* Document text *
══════════════════════════════
Essentially, what Crutzen is calling for is an entire restructuring of the way in which we discuss nature, and consequently, our relationship to it. To truly understand the magnitude of such a task however, we need to first understand just how entrenched our culture is in its current epistemology, and if our goal is to restructure our current discourse on nature, a good place to start would be with post-structuralist thinker, Michel Foucault’s essay, “The Discourse of Nature.”
According to Purdue University’s Online Writing Lab, “post-structuralism holds that there are many truths, that frameworks must bleed, and that structures must become unstable or decentered.”# Ultimately, post-structuralism boils down to a refutation of the fact that our lives are informed by grand narratives, falsely dictating our realities and leading us to interact with the world in ways that do not coincide with any sort of truth. Thus, Foucault opens “The Discourse of Nature” with the simple yet poignant idea that, “the theory of natural history can not be dissociated from that of language.”# That is, after thousands of years of philosophical and religious texts claiming man’s dominion over nature, we have reached a point in which to think in any way contrary to that is to be a regressive, dirty hippie.

Furthermore, the only way to discuss nature is to use the language we have imposed on it, and given our current relationship to nature, that language is unarguably one in which Earth is deemed inferior to the cunning inventiveness of man. As Foucault states, "Natural history is contemporaneous with language...[It] cannot and should not exist as a language independent of all other languages unless it is a well-constructed language--and a universally valid one."# Here we see the dire need to heed Crutzen’s advice and start at the top with a universal name change. In doing this, we are allowed the opportunity to look at Earth from a completely new point-of-view, albeit one that admits our foolish treatment of it. Nevertheless, unless we admit defeat, we are doomed to continue discussing the problem of our relationship to the planet in a way in which we subjugate and bastardize it.
══════════════════════════════
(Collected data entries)
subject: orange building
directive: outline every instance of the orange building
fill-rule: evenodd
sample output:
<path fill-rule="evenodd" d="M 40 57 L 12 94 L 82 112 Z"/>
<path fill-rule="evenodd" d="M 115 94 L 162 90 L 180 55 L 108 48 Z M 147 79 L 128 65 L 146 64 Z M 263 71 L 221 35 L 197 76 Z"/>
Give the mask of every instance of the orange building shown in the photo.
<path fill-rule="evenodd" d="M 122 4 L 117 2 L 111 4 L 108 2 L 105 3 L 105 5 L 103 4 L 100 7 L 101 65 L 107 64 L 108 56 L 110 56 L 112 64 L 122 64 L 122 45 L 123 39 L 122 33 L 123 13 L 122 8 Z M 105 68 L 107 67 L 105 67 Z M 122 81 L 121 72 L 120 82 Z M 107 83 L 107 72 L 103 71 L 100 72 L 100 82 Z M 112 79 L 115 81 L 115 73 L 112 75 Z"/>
══════════════════════════════
* Your goal *
Resume the essay on Foucault and the discourse of nature, starting after its final sentence. The records were taken from a separate source.

* Exercise result *
Despite the fact that people are beginning to look at man’s place in nature from a more symbiotic angle, from thinkers like Crutzen to those who shop at their local farmer’s markets, it will be horrendously difficult to make any serious strides unless everybody gets on the ‘eco-’ train. As Foucault somewhat bleakly points out, "[life] is a category of classification, relative, like all the other categories, to the criteria one adopts."# Thus, until the majority of the world’s inhabitants regard everything from the soil to the stars as bearing some semblance of life, and thus some semblance of an integral relationship to the rest of the world, we will continue to run up against those individuals who want to innovate the environment into oblivion.

When taken together, Crutzen’s call for a new geological era and Foucault’s theories on our current discourse of nature provide a compelling argument for just how lost we are in the throes of the wilderness. Though there are still some scientists and politicians that want to vehemently deny global warming and man’s impact on the environment, the rest of us need to stand up and acknowledge our selfish tradition with our home. It has always struck me as kind of odd that we are always hearing of missions to the moon in which we drill the surface, searching for resources that can sustain human life. Clearly we are so entrenched in an anthropocentric world view that our notions of technological quick fixes are now being carried over to a planet that we are not even inhabiting yet. Thus, unless we fundamentally change the way in which we structure our knowledge of the natural world, we will quickly, and most likely painfully, phase ourselves out of it.